- [Aim] Update the records below by changing each "Would you be able to determine the whereabouts of" to "Can you locate" and keeping every other word and line the same.
-- Begin Dataset records --
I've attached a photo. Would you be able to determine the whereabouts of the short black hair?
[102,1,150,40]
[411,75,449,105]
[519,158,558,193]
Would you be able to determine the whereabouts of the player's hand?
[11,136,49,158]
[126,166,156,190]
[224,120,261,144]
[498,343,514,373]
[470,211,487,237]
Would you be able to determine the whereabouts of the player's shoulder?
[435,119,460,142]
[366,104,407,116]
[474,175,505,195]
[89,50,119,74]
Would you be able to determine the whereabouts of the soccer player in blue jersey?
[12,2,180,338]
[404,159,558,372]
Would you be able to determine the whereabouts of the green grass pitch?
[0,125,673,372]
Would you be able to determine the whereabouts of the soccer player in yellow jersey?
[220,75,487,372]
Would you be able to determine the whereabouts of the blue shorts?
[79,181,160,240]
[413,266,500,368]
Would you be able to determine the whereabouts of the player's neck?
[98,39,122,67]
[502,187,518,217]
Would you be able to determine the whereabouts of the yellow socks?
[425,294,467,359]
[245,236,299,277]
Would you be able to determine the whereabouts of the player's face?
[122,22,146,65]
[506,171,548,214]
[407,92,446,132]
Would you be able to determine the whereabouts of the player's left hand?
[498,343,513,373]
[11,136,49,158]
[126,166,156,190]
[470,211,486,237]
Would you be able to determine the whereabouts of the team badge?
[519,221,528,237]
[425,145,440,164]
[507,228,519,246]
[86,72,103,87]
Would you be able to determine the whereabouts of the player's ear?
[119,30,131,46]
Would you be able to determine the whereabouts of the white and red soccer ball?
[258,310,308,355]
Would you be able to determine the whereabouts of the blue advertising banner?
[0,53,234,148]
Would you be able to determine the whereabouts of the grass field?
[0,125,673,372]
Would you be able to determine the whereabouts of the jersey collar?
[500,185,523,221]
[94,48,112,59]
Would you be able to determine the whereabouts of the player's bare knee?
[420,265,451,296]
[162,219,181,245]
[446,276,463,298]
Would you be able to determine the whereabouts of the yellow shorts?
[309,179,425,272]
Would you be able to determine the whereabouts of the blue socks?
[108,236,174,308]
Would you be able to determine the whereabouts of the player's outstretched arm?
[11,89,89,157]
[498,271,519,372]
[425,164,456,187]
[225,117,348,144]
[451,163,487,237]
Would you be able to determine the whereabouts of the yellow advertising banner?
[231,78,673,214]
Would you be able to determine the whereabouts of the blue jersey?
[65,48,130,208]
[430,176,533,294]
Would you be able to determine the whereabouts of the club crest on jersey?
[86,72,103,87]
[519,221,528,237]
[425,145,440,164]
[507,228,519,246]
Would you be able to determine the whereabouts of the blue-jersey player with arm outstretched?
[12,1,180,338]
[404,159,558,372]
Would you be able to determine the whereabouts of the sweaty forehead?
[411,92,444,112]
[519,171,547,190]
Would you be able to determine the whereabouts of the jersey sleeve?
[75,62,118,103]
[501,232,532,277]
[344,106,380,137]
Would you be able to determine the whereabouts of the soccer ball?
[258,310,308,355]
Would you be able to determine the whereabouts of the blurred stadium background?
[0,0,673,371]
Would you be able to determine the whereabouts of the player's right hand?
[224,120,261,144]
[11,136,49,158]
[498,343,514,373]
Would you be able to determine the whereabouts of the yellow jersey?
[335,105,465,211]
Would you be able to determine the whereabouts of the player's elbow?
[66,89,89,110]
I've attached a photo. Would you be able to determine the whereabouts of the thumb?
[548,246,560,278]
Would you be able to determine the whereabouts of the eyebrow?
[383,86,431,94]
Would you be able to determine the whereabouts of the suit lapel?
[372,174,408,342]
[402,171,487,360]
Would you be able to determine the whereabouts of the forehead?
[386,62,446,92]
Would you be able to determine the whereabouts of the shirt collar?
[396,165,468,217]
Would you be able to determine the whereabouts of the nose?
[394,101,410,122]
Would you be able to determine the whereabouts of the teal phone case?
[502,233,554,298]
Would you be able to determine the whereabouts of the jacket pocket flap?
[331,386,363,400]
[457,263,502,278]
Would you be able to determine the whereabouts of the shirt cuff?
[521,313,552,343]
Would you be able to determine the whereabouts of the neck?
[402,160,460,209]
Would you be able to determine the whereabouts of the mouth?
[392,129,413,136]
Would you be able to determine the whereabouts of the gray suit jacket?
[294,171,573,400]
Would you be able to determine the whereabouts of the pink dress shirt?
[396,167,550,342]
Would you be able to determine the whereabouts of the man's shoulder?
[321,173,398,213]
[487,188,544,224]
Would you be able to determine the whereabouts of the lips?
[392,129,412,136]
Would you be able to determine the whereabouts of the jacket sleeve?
-- End Dataset records --
- [The solution]
I've attached a photo. Can you locate the short black hair?
[102,1,150,40]
[411,75,449,105]
[519,158,558,193]
Can you locate the player's hand?
[11,136,49,158]
[126,166,156,190]
[224,120,261,144]
[498,343,514,373]
[470,211,487,237]
Can you locate the player's shoulder?
[435,119,460,142]
[366,104,407,116]
[474,175,505,195]
[89,50,119,74]
Can you locate the soccer player in blue jersey?
[12,2,180,338]
[404,159,558,372]
Can you locate the green grass pitch?
[0,125,673,372]
Can you locate the soccer player in yellow jersey?
[220,75,487,372]
Can you locate the blue shorts?
[79,181,160,240]
[413,266,500,368]
Can you locate the player's neck?
[98,39,122,67]
[502,187,518,217]
Can you locate the yellow socks?
[425,294,467,359]
[245,236,299,277]
Can you locate the player's face?
[122,22,146,65]
[506,171,548,214]
[407,92,446,132]
Can you locate the player's left hand?
[498,343,513,373]
[11,136,49,158]
[126,166,156,190]
[470,211,486,237]
Can you locate the team badge?
[519,221,528,237]
[425,145,440,164]
[507,228,519,246]
[86,72,103,87]
Can you locate the player's ear?
[119,30,131,46]
Can you locate the white and red soccer ball?
[258,310,308,355]
Can you locate the blue advertising banner?
[0,53,234,148]
Can you locate the grass field?
[0,125,673,372]
Can you locate the jersey collar?
[500,185,523,221]
[94,48,112,59]
Can you locate the player's bare knee?
[420,265,451,296]
[162,219,181,245]
[446,276,463,298]
Can you locate the yellow shorts?
[309,179,425,272]
Can you locate the blue socks?
[108,236,174,308]
Can you locate the player's outstretched arm?
[11,89,89,157]
[498,271,519,372]
[425,164,456,187]
[225,117,348,144]
[451,163,487,237]
Can you locate the yellow advertising banner?
[231,78,673,214]
Can you locate the blue jersey?
[65,48,130,208]
[430,176,533,294]
Can you locate the club crest on jersey?
[86,72,103,87]
[519,221,528,237]
[425,145,440,164]
[507,228,519,246]
Can you locate the blue-jersey player with arm outstretched?
[12,1,180,338]
[404,159,558,372]
Can you locate the sweaty forehead?
[411,92,444,112]
[519,171,547,190]
Can you locate the jersey sleeve?
[75,62,118,103]
[501,232,532,277]
[344,106,380,137]
Can you locate the soccer ball?
[258,310,308,355]
Can you locate the blurred stadium background?
[0,0,673,371]
Can you locate the player's right hand?
[224,120,261,144]
[11,136,49,158]
[498,343,514,373]
Can you locate the yellow jersey?
[335,105,465,211]
Can you locate the player's elbow?
[66,89,89,110]
I've attached a photo. Can you locate the thumb?
[548,246,560,278]
Can you locate the eyebrow?
[383,86,431,94]
Can you locate the suit lapel?
[372,174,408,342]
[402,171,487,360]
Can you locate the forehead?
[386,62,446,92]
Can you locate the shirt collar?
[396,165,468,217]
Can you locate the nose?
[394,101,410,122]
Can you locate the teal phone case?
[502,233,554,298]
Can you locate the jacket pocket flap?
[331,386,363,400]
[457,263,502,278]
Can you locate the shirt cuff?
[521,313,552,343]
Can you locate the neck?
[402,160,460,209]
Can you locate the mouth?
[392,129,413,136]
Can you locate the gray suit jacket?
[294,171,573,400]
Can you locate the pink dress shirt?
[396,167,550,342]
Can you locate the man's shoulder?
[321,173,398,213]
[487,188,544,224]
Can you locate the lips?
[392,129,412,136]
Can you locate the jacket sleeve?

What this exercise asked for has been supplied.